SET EXERCISE: Would you write out the entries below, every one of them, exactly?

Dataset records about object locations:
********************

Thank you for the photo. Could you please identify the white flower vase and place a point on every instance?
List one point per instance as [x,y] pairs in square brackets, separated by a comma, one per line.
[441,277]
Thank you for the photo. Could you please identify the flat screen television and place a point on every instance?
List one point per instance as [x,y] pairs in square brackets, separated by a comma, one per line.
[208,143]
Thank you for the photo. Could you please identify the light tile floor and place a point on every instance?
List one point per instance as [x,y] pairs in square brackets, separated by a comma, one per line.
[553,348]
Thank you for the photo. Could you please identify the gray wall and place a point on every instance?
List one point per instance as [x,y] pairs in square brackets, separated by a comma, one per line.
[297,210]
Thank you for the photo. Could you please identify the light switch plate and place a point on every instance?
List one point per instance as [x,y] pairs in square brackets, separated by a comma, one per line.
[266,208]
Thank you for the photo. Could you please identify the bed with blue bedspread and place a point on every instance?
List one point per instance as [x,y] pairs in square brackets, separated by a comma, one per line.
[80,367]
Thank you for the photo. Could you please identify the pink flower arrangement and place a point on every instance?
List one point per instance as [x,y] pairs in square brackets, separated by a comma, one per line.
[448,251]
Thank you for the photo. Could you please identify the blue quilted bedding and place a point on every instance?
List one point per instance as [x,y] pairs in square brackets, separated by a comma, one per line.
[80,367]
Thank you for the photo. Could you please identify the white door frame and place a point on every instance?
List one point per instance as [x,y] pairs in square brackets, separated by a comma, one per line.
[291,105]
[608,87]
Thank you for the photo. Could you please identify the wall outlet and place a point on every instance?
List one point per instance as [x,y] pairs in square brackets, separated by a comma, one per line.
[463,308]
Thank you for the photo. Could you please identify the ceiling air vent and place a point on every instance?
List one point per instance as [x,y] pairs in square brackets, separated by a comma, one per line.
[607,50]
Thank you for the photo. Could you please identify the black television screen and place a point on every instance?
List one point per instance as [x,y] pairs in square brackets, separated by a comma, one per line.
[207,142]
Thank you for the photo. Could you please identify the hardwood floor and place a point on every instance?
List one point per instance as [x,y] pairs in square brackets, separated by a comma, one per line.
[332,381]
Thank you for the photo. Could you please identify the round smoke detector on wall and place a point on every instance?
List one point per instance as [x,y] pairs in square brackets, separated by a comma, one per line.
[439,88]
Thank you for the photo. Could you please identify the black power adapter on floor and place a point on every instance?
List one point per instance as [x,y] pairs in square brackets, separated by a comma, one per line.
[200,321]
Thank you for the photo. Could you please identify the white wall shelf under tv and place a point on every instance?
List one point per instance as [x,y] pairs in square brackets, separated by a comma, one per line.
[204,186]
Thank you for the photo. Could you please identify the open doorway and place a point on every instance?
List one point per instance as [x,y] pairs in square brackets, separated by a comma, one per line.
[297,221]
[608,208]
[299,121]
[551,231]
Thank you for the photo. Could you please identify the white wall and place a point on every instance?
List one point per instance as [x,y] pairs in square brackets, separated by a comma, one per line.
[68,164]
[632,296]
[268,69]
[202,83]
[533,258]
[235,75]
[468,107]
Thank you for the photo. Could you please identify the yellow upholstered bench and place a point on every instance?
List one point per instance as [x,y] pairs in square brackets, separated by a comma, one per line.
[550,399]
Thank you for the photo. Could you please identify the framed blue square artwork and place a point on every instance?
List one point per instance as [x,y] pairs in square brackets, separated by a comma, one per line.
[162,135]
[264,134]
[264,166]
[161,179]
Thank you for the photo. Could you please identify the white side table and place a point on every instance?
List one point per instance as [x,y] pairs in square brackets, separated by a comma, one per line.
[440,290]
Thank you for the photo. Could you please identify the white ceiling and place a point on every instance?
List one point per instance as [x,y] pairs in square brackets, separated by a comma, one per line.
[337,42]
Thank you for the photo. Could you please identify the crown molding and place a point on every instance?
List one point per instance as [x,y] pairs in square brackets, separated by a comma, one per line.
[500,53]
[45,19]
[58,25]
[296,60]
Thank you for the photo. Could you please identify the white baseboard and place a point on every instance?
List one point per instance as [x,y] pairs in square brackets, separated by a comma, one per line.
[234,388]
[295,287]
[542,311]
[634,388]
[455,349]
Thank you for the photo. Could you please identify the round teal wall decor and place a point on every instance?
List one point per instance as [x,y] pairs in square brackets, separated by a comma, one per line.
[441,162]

********************

EXERCISE OUTPUT:
Thank you for the photo. Could you please identify the white flower vase and place a point on every instance?
List one point per instance as [x,y] pairs in square brackets, separated by a comma, one per line.
[441,277]
Thank you for the photo. Could you please identify the flat screen television and place a point on every instance?
List one point per instance as [x,y] pairs in square brackets, separated by a comma, one per line.
[208,143]
Thank you for the photo. Could you please identify the light tile floor and place a point on every instance?
List one point per instance as [x,y] pairs in square brackets, separated by a comma, one per line.
[553,348]
Thank you for the photo. Could you please identify the gray wall and place a point on every instance?
List one point per instance as [x,y] pairs in square brackets, separated by a comma, one per line.
[297,210]
Thank you for the photo. Could you please identify the light switch plate and place a point on every instance?
List one point per instance as [x,y] pairs in square brackets, separated by a comma, one per line.
[266,208]
Thank you for the photo. Could you please identify the bed with blue bedspread and place a point on every instance?
List one point per instance as [x,y] pairs in square brackets, separated by a comma, one per line.
[80,367]
Thank you for the photo. Could you please identify the pink flower arrangement and place a point on every instance?
List one point per instance as [x,y] pairs in square brackets, separated by a comma, one per line.
[448,251]
Thank you for the photo. Could you please identify the blue quilted bedding and place a point on every instance?
List one point per instance as [x,y] pairs in square brackets, separated by a comma, one per line.
[80,367]
Thank you for the photo. Could you please identify the white door frame and place a point on every instance?
List one point per instance as [x,y] pairs in square brackets, separated by a comma, one per line.
[291,105]
[608,87]
Thank you for the photo. Could you please identify the wall outlet and place a point on every instance?
List one point per instance as [x,y] pairs in square brackets, separated by a comma, one per line.
[463,308]
Thank you for the photo. Could you please identify the ceiling air vent and place a point on every instance?
List one point per instance as [x,y] pairs in square brackets, separated by a comma, one per line.
[607,50]
Thank you for the photo. Could you please identify the black television screen and place a point on every instance?
List one point per instance as [x,y] pairs in square brackets, separated by a comma, one per line.
[207,142]
Thank you for the photo. Could you please identify the hardwood floor and place a point on every instance?
List one point per instance as [x,y] pairs in square brackets, separated by a comma, one per line.
[332,381]
Thank you for the photo. Could you please identify the round smoke detector on wall and place a point on every instance?
List one point per instance as [x,y] pairs in square brackets, separated by a comma, one per line.
[439,88]
Thank you for the photo. Could you please identify the black power adapter on floor and place a point on every instance?
List one point per instance as [x,y] pairs in square brackets, separated by a comma, one per line.
[200,321]
Thank you for the photo. Could you please identify the white wall shelf under tv and place a point on every instance?
List one point per instance as [x,y] pairs in square brackets, separated by a comma, one per line.
[204,186]
Thank you for the photo. Could you please identify the open doorway and place a point on every instance?
List one point per instance as [x,y] pairs in square brackets, separated by a comma, one per line.
[297,221]
[608,208]
[299,121]
[551,231]
Thank you for the photo. Could you please identify the white wall and place a point on every instance?
List one point per instance as [x,y] pairs in square brackets, separated by a comma, one per line.
[68,164]
[632,296]
[268,69]
[202,83]
[533,258]
[235,75]
[468,107]
Thank you for the photo. Could you please identify the yellow upholstered bench and place a point on every instance?
List one point per instance as [x,y] pairs in square brackets, separated by a comma, one per line.
[550,399]
Thank you for the photo. Could you please identify the framed blue square artwork and place a point on every instance?
List one point per instance as [x,y] pairs in square brackets, separated by a comma, one per line.
[162,135]
[264,134]
[264,166]
[161,179]
Thank you for the photo. Could you please identify the white side table and place a point on every instance?
List one point per instance as [x,y] pairs in square brackets, separated by a comma, one per line.
[440,290]
Thank you for the photo. Could you please identify the white ceiling and place a point on every instance?
List one point per instance as [x,y] pairs in square brackets, separated by a comma, one per line.
[337,42]
Thank you for the photo. Could you please identify the crown molding and place a point on every instance?
List one point per instance as [x,y] pairs in square brackets, separated by a comma, one per line.
[500,53]
[45,19]
[58,25]
[296,60]
Thank you for the photo. Could you please identify the white baseboard and place a point on every instance?
List one point per instance as [x,y] pairs in square brackets, separated by a comma, one per line.
[234,388]
[295,287]
[542,311]
[634,388]
[455,349]
Thank you for the photo. Could you please identify the round teal wall decor and place a point on every instance?
List one point per instance as [x,y] pairs in square brackets, separated by a comma, one per line.
[441,162]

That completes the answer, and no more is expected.